• [Challenge]:
Rewrite the lines from the start of the data through the line containing "point(266, 184)" as a numbered list, both ends included, with blank lines and pictures omitted.

• [Material for this exercise]:

┌──

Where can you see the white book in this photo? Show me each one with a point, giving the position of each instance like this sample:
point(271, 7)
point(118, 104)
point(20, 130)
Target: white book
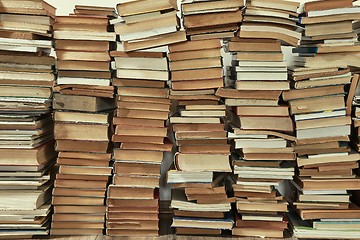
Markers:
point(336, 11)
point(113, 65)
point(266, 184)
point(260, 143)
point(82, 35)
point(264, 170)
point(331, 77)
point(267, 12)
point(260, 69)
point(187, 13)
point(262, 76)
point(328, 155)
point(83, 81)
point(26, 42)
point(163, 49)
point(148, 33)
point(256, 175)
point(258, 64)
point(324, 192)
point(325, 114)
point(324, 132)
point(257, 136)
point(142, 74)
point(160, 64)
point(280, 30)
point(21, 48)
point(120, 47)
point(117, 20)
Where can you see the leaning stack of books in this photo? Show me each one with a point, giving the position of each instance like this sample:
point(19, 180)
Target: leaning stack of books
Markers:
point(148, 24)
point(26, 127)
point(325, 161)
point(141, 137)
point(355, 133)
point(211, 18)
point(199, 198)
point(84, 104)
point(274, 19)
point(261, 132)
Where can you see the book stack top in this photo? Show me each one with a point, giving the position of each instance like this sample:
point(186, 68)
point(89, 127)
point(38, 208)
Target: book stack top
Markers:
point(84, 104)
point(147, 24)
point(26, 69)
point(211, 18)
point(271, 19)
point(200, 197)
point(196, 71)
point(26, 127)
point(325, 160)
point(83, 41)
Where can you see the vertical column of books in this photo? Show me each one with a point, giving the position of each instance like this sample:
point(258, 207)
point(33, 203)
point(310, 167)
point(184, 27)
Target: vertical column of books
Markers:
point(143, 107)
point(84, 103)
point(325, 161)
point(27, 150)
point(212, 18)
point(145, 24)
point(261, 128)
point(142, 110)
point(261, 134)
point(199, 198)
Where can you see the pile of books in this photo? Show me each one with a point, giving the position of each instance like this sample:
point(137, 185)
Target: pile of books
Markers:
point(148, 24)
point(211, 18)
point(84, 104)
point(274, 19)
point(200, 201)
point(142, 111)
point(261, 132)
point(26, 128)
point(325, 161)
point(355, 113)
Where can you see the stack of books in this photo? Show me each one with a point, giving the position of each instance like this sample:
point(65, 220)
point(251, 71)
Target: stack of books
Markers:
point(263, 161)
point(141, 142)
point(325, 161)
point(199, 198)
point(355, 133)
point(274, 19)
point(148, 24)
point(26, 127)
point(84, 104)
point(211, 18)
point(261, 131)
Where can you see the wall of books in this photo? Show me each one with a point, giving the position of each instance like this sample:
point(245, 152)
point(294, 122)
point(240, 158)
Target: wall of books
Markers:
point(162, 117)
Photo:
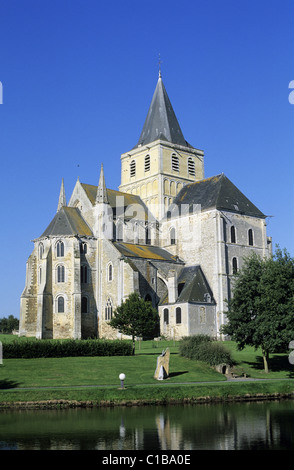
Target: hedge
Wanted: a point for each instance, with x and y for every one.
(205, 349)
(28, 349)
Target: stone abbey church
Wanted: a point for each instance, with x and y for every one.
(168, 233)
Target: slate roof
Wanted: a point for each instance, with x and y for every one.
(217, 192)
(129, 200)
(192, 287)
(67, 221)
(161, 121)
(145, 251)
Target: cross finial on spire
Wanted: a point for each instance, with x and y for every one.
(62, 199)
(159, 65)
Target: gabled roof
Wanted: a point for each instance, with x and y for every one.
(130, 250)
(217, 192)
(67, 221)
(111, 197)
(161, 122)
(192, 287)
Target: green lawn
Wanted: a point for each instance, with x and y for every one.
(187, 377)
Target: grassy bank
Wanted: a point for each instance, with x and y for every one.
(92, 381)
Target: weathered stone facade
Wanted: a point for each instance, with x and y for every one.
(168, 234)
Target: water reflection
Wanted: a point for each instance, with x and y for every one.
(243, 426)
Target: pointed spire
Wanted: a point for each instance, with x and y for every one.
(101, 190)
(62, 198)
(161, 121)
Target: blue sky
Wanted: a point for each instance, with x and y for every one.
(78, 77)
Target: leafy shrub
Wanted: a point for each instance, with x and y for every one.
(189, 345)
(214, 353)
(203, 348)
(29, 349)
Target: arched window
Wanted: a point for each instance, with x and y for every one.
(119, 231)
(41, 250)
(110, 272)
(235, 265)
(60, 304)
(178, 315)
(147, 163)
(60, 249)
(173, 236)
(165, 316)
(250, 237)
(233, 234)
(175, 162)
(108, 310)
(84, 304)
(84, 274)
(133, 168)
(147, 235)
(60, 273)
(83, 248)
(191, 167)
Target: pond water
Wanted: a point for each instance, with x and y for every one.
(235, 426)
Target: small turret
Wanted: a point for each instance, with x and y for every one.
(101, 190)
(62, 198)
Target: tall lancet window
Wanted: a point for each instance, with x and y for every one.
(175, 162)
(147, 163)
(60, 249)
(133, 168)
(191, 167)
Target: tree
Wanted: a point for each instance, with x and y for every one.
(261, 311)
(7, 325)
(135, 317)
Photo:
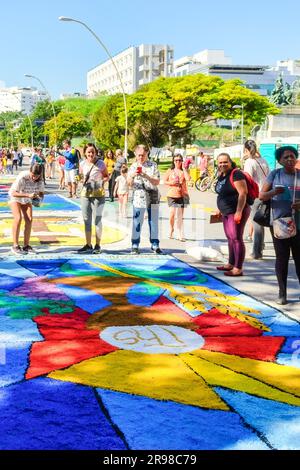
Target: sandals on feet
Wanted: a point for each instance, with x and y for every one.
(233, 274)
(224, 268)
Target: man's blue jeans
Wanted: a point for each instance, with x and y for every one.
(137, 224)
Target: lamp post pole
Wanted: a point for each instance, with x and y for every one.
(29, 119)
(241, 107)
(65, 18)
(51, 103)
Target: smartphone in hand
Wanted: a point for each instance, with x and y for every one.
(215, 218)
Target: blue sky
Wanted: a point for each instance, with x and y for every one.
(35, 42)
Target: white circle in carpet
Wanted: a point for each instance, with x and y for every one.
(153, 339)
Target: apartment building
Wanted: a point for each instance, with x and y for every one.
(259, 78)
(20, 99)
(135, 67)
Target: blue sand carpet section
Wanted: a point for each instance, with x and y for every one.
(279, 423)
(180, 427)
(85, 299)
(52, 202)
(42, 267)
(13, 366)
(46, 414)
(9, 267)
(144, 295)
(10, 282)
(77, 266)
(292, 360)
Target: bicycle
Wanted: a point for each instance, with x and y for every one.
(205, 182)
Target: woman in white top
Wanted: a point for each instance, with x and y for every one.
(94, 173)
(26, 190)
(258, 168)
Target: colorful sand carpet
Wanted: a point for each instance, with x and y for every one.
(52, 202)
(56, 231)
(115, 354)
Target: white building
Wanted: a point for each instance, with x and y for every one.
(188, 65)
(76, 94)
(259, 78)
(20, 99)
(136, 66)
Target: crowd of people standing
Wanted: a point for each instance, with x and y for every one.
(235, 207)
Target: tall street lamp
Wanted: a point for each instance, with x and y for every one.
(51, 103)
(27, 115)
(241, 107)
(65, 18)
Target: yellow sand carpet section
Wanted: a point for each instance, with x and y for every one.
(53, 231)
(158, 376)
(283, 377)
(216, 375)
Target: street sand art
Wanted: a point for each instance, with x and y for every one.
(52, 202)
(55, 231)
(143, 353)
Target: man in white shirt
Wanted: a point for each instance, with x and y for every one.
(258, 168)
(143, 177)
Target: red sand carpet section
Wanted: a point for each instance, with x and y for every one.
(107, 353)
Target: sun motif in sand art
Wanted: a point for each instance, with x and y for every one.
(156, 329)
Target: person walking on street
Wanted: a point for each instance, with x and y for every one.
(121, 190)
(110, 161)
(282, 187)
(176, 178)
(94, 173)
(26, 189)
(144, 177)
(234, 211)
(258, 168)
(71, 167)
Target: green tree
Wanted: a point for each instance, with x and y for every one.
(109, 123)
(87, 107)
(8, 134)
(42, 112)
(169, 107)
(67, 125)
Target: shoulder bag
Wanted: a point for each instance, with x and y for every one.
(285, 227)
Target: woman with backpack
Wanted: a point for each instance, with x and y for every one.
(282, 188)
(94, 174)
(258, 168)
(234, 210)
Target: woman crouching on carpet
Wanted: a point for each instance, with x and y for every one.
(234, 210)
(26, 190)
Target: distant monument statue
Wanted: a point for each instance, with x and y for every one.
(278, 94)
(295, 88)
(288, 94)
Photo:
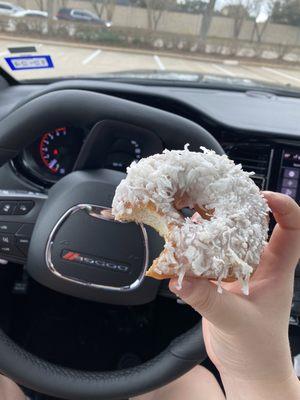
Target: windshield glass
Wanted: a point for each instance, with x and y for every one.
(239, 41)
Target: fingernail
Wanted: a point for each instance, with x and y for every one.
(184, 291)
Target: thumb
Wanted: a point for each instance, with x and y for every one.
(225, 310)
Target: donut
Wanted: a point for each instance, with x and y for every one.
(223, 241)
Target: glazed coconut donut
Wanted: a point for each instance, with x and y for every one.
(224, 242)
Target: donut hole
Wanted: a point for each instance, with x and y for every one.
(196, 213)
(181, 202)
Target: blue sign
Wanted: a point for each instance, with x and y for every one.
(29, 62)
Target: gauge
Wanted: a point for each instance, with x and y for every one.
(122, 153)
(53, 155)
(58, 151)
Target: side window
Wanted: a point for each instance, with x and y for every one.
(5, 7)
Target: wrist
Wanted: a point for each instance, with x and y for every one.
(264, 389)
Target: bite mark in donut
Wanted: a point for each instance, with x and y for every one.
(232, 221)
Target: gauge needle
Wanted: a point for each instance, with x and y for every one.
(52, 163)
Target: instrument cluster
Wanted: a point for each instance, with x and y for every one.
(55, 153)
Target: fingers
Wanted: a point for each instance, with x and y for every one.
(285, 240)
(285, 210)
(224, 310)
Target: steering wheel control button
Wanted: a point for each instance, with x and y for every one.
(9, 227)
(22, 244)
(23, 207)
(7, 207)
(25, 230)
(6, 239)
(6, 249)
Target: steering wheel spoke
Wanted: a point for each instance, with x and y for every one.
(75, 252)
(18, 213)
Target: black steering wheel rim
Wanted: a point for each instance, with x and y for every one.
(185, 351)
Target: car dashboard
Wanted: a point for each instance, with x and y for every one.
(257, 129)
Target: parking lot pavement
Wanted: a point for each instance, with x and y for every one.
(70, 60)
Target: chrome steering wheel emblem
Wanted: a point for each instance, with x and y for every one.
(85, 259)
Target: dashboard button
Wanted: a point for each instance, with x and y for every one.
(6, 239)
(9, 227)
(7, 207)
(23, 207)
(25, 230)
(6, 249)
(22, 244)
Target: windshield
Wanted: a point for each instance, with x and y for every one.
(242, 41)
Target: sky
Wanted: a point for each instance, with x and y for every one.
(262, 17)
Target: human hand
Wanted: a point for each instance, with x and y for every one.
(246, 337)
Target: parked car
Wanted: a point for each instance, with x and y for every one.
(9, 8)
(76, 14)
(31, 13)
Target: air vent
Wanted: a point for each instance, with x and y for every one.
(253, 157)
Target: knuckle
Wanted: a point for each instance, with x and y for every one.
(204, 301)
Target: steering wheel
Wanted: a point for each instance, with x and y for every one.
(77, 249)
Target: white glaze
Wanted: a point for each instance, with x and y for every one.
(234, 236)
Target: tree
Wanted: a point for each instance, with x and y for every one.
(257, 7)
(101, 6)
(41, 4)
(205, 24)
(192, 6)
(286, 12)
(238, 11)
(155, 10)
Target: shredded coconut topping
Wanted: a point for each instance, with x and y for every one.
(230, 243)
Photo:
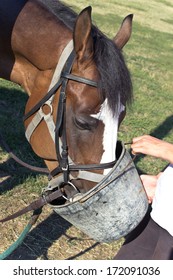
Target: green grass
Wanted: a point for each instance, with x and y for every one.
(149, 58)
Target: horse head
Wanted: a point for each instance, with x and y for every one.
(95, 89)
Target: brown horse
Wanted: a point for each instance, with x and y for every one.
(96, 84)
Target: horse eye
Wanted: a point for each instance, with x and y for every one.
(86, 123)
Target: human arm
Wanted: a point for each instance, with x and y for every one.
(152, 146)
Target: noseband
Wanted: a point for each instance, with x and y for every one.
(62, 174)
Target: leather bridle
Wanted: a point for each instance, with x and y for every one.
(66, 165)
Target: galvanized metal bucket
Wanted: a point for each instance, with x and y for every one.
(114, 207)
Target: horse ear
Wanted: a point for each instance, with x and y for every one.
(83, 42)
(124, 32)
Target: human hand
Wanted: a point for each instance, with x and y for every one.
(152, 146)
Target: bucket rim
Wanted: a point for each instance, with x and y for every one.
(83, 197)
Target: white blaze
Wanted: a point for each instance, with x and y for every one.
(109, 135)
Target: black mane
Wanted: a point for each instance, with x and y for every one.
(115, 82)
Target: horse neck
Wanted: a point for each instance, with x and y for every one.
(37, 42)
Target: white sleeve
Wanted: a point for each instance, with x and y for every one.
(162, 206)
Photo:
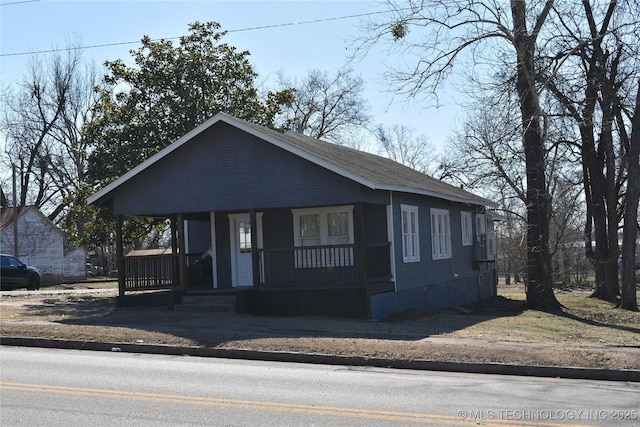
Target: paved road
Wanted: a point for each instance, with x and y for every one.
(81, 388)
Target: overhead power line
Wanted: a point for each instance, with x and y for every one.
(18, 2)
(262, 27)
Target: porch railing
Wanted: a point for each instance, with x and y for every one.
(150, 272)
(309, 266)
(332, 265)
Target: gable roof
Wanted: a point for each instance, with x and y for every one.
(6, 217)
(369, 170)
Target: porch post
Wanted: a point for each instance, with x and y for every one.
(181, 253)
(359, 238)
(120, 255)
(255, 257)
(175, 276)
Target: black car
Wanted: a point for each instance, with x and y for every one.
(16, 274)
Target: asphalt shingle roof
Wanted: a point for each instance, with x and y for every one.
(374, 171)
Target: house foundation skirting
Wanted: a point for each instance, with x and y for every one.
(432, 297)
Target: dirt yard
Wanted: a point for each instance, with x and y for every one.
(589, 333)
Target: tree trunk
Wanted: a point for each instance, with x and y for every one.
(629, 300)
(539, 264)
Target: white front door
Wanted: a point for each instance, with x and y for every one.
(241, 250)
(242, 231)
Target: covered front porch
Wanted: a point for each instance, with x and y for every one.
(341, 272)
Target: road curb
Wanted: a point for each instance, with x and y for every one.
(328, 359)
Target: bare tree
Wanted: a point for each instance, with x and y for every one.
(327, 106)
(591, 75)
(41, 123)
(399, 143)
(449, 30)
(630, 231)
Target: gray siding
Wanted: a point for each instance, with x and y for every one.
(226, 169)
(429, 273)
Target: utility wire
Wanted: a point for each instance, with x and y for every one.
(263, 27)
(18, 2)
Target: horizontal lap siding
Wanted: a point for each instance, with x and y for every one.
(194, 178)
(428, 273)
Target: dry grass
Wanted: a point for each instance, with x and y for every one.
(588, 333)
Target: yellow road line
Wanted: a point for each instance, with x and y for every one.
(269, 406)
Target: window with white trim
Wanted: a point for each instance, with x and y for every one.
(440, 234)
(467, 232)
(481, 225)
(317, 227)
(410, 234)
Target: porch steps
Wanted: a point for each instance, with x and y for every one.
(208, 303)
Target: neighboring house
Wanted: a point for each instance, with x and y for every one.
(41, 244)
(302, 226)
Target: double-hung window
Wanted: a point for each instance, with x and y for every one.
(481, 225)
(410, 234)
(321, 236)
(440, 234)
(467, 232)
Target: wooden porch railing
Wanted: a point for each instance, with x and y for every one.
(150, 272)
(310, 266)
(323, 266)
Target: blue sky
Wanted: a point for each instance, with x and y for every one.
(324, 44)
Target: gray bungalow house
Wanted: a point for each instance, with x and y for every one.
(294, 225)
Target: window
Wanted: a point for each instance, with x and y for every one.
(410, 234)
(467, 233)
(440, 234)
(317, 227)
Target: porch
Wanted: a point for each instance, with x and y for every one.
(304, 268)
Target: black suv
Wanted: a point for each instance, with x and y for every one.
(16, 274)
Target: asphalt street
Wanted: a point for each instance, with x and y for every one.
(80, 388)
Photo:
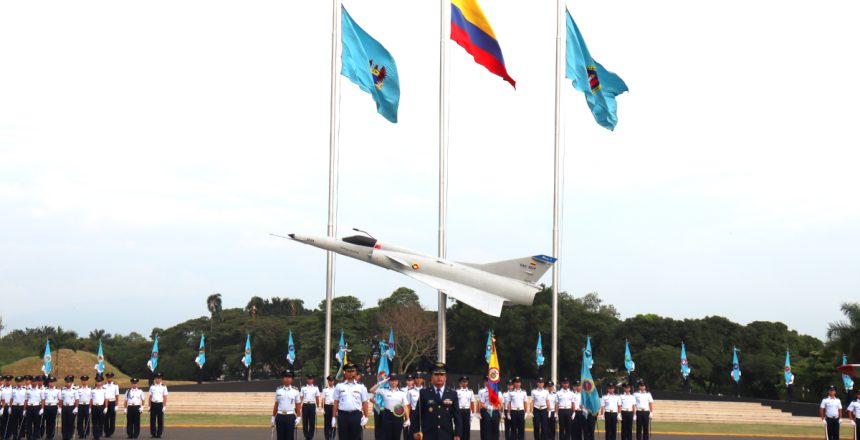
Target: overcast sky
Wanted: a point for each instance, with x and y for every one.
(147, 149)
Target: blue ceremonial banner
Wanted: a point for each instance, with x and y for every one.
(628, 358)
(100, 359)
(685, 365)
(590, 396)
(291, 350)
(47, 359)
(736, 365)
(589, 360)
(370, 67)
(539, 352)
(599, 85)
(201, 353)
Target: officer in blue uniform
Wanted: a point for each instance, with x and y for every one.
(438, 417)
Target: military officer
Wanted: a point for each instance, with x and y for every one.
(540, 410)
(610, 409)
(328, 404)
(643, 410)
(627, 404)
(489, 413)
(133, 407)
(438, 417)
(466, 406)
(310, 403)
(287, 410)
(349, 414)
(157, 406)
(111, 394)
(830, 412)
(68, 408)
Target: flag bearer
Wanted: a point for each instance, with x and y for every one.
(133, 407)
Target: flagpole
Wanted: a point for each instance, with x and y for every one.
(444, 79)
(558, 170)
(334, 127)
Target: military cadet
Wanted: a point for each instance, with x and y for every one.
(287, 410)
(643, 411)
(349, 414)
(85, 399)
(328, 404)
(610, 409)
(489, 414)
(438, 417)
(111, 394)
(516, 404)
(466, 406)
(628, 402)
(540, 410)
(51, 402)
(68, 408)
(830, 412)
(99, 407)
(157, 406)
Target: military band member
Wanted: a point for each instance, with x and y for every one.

└──

• [Exercise answer]:
1. Where can you see the white book in this photo? Show me each one with a point, giving the position of each instance like this sample:
2. point(271, 7)
3. point(118, 104)
4. point(20, 130)
5. Target: white book
6. Markers:
7. point(336, 11)
8. point(113, 65)
9. point(266, 184)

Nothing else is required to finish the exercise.